The lines from the one holding "[locate] football stadium" through the end of the records below are to be written out exactly, and nothing else; pictures are to be left out.

─── Data shown

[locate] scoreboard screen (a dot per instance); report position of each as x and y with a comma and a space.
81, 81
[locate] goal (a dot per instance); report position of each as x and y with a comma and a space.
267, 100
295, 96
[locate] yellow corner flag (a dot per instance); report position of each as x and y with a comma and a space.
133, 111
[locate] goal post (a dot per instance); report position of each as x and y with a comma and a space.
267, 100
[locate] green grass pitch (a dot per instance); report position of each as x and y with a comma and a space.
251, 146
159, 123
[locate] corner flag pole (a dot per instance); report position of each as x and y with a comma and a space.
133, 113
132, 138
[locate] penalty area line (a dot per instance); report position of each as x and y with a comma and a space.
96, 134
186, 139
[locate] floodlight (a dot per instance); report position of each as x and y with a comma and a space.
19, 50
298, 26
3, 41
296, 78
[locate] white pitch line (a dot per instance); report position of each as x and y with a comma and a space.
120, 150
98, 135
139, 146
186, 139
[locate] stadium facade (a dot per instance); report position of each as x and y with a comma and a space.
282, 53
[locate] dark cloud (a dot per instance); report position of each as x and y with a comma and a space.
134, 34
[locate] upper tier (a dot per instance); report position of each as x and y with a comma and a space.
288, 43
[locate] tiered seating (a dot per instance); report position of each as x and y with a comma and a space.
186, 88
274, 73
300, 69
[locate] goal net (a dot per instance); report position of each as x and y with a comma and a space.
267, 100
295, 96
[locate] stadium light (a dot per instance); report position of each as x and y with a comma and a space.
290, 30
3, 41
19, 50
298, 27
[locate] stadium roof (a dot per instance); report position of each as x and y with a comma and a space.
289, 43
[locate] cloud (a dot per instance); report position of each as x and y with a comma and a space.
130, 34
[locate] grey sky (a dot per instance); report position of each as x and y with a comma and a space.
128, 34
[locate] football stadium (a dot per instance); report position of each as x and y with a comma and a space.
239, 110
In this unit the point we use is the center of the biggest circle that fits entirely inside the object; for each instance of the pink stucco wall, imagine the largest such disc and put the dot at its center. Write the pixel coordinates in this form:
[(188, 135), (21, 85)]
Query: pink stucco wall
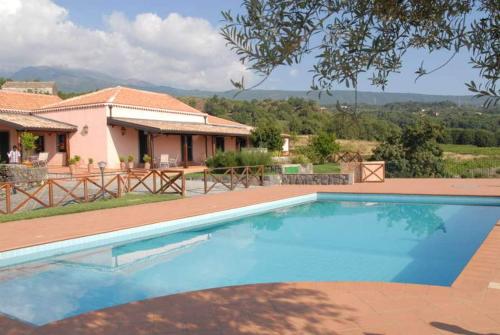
[(229, 143), (167, 144), (55, 158), (12, 135), (92, 144), (50, 141), (121, 144)]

──────

*Task output:*
[locate] football stadium (a dot per instance); report position of each as x and y with a comma and a space.
239, 110
In this unit the point we use is the center of the biggest circle that fits entirely inside the object; for each instance of the pink stucco wall, imagine the largest such disc and put the dot at its center. Write the pixel coordinates in this form:
[(188, 135), (21, 85)]
Query: pink stucco wall
[(229, 143), (167, 144), (55, 158), (12, 135), (92, 144), (50, 141), (121, 144)]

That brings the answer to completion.